### [TASK DETAILS]
Copy word for word the lines of the items below from the line containing "Tag the double" through the end of the items, and give only those lines.
--- start RECORDS PROVIDED ---
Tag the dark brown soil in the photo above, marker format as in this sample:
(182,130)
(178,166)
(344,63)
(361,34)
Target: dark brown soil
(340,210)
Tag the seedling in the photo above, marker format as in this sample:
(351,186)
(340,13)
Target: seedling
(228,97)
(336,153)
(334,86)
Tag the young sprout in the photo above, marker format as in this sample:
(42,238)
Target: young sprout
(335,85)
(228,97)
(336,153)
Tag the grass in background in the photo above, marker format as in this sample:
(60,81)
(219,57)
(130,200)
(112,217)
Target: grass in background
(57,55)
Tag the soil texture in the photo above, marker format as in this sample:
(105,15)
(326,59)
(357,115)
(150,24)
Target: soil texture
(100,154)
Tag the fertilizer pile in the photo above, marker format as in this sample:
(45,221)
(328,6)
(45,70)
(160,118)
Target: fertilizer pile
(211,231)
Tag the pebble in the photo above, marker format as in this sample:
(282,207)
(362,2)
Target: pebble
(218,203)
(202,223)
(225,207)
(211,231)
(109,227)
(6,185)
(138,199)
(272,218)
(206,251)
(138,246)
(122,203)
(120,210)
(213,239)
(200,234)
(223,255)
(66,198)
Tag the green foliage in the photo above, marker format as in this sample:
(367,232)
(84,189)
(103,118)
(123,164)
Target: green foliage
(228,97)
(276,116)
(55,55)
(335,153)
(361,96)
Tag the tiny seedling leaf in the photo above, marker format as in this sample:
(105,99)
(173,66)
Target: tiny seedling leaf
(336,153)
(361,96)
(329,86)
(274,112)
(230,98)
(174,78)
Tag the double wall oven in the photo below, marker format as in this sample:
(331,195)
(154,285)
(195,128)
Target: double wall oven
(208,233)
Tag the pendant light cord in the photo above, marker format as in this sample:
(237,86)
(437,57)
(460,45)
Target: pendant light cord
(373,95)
--- end RECORDS PROVIDED ---
### [RESPONSE TO THIS EXERCISE]
Tag the double wall oven in the photo below, marker format as in this sample:
(331,195)
(154,285)
(195,128)
Target: double wall oven
(208,233)
Tag the pendant light cord in the photo above, marker format as in this sample:
(237,86)
(437,57)
(460,45)
Target: pendant light cord
(373,95)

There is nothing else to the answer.